** What the task requires **
Once you have read the data below, print all of it exactly.
==*==
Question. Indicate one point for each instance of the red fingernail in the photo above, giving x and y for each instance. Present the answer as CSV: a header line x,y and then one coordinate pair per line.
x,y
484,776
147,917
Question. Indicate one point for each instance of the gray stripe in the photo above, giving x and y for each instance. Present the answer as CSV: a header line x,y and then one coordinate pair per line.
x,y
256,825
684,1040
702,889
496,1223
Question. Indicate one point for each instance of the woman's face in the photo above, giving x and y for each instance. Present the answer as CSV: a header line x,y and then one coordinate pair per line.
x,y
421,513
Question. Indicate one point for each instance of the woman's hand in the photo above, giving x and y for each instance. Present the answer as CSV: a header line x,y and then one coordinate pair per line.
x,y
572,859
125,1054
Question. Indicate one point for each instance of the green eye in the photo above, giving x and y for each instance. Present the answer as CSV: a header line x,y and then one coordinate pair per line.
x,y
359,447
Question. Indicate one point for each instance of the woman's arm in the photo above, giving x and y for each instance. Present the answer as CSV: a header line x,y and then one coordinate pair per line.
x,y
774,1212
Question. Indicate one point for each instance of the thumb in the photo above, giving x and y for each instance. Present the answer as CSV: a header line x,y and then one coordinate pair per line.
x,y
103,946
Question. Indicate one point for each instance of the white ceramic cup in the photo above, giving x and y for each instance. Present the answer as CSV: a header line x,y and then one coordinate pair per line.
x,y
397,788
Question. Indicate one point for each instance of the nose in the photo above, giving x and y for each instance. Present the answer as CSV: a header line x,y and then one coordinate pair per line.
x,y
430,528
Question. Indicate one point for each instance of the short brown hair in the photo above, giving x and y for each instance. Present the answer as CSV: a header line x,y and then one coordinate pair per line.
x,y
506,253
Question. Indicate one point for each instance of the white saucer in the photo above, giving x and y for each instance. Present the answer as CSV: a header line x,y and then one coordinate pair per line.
==*==
** Solution for this problem **
Question. Indicate one point for each instance of the red fingernail in the photo above, giving x and y for each instance. Present the answer as CSV: a header line x,y and then one coordinate pair per line.
x,y
484,776
147,917
Question. Indicate one point for each instance of the gray stripe in the photo above, giving x and y for each instance. Present the answer as CSV: a header line x,y and then one coordinate pair per line.
x,y
256,825
684,1040
702,889
496,1223
Question. Indicate one point for each instance of the woman's face in the photo above, giving x and y for each instance. Present the answer as CSV: a header line x,y and then one coordinate pair per line.
x,y
421,513
Question. Indicate one point for each instance of the woman's hand in the photo above, giving x and y for each instance. Present the answer as CSV: a header line x,y and then one coordinate pair per line.
x,y
572,859
125,1054
Question. Indicate one point for each instance of the green eye in the photo above, giving x and y for each instance. Present the answer as CSV: a header line x,y and then one coordinate pair per line.
x,y
359,447
Question. Indicate one point for each instance of the woman's arm in the photo above, giving x and y for each instance. Present the answer as CSV: a header line x,y and then one coordinate pair per line.
x,y
774,1212
Question. Indicate one point for each instance of the thumb in the photo above, giving x and y for each instance. Present the answer as CSV: a header line x,y and then one coordinate pair per line.
x,y
103,946
Question. Indicate one point for each instance of the white ceramic cup in the photo above, giving x and y for each instance. Present the answer as CSV: a header line x,y and then one coordinate pair per line.
x,y
397,788
Question. Indicate one point for each instance of the nose in the photo above, giving x and y for each instance. Present the answer as CSV: a header line x,y and then one coordinate pair per line.
x,y
430,528
Question. Indicate one point for each instance of the short brown hair in the photo above, giving x and y for each instance. Present the answer as CSV: a header line x,y and then one coordinate pair per line.
x,y
506,253
Question. Indicate one point for each instance of the white saucer in the photo above, giving x and y for each instance. Present the answer as CSV: a header line x,y and then one coordinate pair per line.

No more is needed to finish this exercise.